# [Data listing]
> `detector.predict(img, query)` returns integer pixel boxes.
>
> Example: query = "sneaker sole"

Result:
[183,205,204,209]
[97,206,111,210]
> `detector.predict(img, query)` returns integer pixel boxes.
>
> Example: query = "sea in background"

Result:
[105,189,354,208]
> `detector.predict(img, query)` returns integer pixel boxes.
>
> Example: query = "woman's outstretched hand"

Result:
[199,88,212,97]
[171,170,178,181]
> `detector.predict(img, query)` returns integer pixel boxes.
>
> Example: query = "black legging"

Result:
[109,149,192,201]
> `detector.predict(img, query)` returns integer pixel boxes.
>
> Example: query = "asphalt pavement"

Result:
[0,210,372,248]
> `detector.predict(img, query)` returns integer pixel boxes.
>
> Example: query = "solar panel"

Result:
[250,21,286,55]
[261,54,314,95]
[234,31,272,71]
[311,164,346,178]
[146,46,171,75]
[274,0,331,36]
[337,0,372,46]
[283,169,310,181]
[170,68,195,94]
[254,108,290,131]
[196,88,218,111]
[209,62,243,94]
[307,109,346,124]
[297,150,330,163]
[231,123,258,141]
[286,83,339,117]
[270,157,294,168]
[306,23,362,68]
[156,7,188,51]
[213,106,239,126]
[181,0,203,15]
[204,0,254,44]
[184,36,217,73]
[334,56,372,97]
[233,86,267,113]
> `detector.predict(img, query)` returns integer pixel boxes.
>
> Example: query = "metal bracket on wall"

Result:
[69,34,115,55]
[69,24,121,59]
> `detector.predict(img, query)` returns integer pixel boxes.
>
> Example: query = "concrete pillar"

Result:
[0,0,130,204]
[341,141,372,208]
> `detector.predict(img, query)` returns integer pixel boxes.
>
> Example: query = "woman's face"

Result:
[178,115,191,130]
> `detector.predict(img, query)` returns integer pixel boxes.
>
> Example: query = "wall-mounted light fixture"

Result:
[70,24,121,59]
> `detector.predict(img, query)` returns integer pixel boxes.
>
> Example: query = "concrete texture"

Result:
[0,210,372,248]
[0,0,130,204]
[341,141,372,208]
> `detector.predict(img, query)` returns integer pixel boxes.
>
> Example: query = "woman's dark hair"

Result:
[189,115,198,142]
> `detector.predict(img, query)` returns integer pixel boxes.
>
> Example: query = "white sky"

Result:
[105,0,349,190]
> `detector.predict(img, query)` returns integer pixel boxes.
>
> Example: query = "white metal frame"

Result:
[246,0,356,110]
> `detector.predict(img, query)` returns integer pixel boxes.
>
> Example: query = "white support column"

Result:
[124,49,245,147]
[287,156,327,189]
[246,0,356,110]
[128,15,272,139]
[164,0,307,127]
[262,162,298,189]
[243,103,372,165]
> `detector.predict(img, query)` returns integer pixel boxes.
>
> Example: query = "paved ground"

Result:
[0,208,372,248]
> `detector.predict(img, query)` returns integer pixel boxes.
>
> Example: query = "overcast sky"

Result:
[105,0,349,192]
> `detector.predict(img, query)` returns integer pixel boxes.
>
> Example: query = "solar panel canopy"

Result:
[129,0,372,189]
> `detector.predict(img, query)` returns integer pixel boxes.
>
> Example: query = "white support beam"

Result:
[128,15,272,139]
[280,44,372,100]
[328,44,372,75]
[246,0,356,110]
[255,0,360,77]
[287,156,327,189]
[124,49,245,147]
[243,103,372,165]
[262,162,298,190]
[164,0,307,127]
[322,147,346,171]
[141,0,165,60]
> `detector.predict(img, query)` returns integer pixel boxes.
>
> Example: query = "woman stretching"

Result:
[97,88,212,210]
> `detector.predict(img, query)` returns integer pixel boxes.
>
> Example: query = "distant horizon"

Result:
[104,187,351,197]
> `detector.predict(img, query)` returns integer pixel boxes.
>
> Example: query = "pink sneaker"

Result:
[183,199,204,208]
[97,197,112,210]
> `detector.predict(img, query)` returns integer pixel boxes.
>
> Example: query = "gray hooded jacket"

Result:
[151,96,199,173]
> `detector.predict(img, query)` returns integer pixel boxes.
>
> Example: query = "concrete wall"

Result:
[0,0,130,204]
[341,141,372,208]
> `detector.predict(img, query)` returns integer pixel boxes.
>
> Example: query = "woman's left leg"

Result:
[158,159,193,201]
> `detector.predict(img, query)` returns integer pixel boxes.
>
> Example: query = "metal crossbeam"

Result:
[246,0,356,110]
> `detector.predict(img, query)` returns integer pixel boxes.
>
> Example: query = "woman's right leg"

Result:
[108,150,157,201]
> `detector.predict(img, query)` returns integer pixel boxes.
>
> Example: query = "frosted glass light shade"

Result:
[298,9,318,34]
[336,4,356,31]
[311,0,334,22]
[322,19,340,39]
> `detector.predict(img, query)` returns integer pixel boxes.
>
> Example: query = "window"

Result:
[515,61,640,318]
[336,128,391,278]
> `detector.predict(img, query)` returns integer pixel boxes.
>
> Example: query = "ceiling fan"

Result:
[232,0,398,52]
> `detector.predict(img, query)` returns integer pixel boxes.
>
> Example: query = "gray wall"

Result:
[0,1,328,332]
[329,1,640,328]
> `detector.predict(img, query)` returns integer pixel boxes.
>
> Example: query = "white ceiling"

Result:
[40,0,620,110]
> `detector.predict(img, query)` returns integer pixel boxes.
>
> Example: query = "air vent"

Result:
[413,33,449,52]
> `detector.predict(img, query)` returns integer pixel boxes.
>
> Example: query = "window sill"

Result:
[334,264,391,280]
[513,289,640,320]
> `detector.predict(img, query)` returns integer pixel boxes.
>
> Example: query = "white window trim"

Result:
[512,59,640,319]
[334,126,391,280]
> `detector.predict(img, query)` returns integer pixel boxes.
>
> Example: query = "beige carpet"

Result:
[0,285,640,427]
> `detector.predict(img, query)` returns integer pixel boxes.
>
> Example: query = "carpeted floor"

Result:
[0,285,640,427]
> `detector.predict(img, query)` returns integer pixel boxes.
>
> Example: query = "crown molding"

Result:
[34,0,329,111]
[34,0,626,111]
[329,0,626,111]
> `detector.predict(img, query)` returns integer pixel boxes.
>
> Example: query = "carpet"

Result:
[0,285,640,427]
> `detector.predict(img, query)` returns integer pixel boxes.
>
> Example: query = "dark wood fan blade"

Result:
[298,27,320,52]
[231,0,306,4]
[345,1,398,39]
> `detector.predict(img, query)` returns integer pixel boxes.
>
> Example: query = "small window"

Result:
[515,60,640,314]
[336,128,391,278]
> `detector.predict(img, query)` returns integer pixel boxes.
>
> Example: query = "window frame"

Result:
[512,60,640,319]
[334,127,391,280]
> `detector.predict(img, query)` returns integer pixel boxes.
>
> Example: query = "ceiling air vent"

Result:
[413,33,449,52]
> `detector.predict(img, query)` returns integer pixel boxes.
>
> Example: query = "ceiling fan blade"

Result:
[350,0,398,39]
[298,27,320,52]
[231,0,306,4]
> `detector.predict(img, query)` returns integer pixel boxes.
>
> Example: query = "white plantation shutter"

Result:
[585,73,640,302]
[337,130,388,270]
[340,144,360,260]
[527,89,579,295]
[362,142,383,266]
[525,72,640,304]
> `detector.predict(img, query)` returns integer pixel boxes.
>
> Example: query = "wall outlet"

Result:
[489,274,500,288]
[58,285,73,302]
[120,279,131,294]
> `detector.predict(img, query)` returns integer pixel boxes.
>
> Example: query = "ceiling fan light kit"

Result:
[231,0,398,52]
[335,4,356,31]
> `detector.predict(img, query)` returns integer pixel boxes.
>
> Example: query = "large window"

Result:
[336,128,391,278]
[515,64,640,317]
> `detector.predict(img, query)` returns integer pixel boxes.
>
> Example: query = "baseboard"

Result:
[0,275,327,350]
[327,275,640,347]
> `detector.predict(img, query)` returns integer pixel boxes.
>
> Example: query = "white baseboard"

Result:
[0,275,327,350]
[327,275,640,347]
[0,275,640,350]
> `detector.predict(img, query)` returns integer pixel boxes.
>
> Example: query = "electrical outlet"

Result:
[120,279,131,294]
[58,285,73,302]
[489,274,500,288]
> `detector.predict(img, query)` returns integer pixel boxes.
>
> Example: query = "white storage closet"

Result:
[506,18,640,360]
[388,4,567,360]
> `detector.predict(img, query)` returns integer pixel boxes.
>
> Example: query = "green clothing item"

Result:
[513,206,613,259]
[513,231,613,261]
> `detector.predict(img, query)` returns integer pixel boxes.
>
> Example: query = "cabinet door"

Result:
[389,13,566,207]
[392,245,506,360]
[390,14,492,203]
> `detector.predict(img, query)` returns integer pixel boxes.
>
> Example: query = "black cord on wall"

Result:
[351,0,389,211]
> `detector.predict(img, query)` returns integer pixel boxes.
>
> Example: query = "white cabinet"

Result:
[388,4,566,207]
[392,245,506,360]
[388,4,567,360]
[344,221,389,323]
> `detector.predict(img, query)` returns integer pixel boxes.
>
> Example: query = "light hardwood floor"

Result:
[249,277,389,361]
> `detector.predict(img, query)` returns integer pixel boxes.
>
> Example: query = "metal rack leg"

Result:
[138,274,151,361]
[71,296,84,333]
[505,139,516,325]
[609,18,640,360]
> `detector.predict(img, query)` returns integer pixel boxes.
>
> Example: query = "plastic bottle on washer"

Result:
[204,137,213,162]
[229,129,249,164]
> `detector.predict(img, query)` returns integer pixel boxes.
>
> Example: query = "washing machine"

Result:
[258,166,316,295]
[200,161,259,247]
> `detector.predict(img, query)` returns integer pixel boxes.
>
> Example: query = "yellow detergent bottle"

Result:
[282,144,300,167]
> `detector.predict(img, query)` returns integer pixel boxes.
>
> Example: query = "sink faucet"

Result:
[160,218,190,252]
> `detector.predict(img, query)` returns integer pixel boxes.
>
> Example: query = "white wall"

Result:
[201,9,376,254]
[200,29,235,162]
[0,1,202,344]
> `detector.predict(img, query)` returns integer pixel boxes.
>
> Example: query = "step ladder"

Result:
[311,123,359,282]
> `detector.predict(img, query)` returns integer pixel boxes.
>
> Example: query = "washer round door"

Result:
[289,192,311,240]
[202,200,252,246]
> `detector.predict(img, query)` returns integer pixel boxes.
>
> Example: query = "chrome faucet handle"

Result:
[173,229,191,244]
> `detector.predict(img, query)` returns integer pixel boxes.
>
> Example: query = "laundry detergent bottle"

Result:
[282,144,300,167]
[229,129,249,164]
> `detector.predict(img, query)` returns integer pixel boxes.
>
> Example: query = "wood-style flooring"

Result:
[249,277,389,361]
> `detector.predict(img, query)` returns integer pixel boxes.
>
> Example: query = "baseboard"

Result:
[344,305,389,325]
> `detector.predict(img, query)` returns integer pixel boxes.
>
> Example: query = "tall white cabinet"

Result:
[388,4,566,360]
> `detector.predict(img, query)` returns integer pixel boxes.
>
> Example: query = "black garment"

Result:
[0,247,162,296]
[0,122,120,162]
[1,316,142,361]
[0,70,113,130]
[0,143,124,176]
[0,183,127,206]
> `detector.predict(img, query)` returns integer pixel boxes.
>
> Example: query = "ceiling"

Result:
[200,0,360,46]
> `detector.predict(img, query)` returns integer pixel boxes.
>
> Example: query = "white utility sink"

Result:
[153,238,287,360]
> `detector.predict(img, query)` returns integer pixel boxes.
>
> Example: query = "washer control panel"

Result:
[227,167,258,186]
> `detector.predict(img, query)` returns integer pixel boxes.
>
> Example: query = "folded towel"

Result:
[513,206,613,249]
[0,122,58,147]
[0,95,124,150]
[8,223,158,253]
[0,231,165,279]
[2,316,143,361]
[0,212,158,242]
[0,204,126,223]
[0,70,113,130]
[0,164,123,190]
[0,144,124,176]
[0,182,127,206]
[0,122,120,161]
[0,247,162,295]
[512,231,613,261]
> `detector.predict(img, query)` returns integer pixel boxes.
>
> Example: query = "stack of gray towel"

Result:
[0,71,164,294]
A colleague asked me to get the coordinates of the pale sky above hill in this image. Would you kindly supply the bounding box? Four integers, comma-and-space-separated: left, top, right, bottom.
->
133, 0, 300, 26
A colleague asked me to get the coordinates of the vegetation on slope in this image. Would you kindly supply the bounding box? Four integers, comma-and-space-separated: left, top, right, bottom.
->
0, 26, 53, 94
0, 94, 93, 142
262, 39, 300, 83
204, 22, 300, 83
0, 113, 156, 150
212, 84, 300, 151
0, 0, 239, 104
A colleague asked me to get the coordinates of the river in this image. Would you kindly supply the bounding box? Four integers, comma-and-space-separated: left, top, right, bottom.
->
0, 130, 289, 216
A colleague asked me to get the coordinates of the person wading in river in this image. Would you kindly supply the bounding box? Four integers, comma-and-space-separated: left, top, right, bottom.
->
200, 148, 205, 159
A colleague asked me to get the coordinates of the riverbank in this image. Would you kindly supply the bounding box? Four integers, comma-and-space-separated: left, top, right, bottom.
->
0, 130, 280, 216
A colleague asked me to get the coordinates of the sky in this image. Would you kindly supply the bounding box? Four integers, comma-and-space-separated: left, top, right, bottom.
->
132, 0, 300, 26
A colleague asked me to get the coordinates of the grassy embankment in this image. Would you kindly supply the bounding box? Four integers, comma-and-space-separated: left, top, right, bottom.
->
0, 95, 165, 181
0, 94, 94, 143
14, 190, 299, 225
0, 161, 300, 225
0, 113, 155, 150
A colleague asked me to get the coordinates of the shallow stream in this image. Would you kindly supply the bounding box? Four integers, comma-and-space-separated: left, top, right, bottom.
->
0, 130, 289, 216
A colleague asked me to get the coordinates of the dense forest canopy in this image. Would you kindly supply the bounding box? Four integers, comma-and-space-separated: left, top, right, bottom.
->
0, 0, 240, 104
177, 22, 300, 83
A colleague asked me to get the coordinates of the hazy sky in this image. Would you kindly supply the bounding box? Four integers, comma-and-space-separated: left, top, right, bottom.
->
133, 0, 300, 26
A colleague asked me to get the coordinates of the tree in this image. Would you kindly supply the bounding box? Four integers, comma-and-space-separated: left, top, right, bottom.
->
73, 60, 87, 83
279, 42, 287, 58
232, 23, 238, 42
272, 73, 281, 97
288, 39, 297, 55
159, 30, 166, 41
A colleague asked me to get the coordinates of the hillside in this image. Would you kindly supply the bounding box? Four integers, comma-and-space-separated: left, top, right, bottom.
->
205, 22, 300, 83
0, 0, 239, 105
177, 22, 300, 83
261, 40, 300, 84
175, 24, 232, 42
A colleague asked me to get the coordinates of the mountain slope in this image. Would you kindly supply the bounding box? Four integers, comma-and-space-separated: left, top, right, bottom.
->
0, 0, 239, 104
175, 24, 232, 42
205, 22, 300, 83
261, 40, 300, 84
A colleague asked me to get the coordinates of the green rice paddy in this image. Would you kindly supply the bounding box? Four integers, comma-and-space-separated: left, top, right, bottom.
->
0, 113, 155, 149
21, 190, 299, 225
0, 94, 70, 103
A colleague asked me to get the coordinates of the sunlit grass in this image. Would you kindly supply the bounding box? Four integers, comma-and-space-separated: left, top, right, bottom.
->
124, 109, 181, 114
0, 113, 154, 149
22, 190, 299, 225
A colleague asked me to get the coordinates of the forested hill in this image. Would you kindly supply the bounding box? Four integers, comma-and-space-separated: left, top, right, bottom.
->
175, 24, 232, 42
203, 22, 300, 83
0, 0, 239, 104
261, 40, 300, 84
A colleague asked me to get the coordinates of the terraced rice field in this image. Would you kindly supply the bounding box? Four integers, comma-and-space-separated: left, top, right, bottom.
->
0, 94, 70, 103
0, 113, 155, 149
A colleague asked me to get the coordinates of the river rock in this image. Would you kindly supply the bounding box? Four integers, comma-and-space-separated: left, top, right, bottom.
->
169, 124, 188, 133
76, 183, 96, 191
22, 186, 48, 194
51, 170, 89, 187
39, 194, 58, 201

# [What this task involves]
Which lines in the records contain the word "gray"? List every such line in full, and treat uppercase and lowercase letters as different.

# [Result of the task]
> Example: query = "gray hooded jacket"
> Example: query = "gray wall"
> Example: query = "stack of gray towel"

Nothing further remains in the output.